▶ **Extrait source**:
▶

Dans un entretien exclusif en trois parties accordé au Courrier de Russie, Renaud Girard, analyse la dégradation des rapports russo-occidentaux sur fond de crise ukrainienne.
À la chute du Mur de Berlin, en novembre 1989, l’idée d’une maison commune européenne -proposée la même année devant le Conseil de l’Europe par Mikhaïl Gorbatchev, alors premier secrétaire du Parti communiste d’Union soviétique- semblait réalisable. Presque trente ans plus tard, le continent renoue avec une logique de blocs antagonistes que l’on pensait pourtant à jamais révolue. Monde russe contre monde euro-atlantique, prisonniers de leurs diabolisations respectives et, paradoxe, au sein desquels les nations se retrouvent plus que jamais divisées.

Renaud Girard est le chroniqueur de politique internationale du Figaro. Depuis plus de trente ans, il couvre les principaux conflits de la planète en tant que Grand Reporter et correspondant de guerre. Géopoliticien, il enseigne la stratégie à Sciences Po Paris.
Le Courrier de Russie : La Russie considère aujourd’hui que l’Union européenne (UE) n’a pas de politique étrangère indépendante, que sa diplomatie est au service des intérêts américains sur le continent…
Renaud Girard : Les Européens n’ont pas de politique étrangère commune. C’est une évidence puisque qu’ils se sont divisés sur des problèmes aussi importants que l’intervention américaine en Irak en 2003. Les pays d’Europe de l’Est obéissent très facilement aux États-Unis. Nous n’avons pas non plus de politique commerciale commune parce que certains d’entre nous commencent à se vendre à la Chine.

◀

▶ **Exercice proposé A**: D'après l'extrait, pour quel journal Renaud Girard est-il chroniqueur de politique internationale ?

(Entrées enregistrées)
▶

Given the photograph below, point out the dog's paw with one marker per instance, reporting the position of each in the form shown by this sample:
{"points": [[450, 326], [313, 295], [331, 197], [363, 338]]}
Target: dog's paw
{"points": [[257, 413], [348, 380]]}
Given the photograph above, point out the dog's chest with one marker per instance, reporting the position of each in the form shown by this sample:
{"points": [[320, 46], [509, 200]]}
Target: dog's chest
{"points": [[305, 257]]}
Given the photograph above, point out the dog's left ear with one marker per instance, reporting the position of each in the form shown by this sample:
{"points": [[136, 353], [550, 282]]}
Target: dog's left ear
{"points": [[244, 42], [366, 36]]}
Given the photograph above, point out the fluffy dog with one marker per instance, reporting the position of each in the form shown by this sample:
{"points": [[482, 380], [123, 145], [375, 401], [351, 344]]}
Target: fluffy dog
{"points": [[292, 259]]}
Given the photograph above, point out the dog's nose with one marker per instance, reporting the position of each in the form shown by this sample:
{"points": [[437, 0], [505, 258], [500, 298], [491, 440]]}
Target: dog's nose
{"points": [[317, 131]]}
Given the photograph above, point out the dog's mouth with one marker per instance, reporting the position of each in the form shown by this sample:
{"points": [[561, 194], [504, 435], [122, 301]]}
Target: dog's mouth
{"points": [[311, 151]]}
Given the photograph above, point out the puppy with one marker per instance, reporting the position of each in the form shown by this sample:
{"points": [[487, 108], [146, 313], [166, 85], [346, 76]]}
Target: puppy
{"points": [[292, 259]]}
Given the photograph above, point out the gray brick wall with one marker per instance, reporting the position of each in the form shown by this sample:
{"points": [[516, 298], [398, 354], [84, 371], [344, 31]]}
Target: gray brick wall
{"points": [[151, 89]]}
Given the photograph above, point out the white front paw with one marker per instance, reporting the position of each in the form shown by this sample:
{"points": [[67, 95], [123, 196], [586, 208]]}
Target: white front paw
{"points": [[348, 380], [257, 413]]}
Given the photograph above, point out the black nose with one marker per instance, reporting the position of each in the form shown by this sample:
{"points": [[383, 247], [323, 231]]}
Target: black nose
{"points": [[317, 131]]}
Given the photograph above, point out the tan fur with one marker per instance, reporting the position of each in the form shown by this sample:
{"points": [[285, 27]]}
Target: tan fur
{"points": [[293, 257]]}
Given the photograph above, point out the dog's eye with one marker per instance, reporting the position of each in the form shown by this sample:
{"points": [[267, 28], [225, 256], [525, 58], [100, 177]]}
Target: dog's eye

◀

▶ **Exercice proposé B**: Recopiez toutes les lignes des entrées, de celle qui contient « Given the photograph above, point out the tan » jusqu'à la fin des entrées, bornes incluses. Décalez de 98 chaque coordonnée de point figurant dans les réponses et laissez les modèles de format intacts.

▶ **Résultat attendu A**: Pour le Figaro.

▶ **Résultat attendu B**:
Given the photograph above, point out the tan fur with one marker per instance, reporting the position of each in the form shown by this sample:
{"points": [[285, 27]]}
Target: tan fur
{"points": [[391, 355]]}
Given the photograph above, point out the dog's eye with one marker per instance, reporting the position of each in the form shown by this sample:
{"points": [[267, 28], [225, 256], [525, 58], [100, 177]]}
Target: dog's eye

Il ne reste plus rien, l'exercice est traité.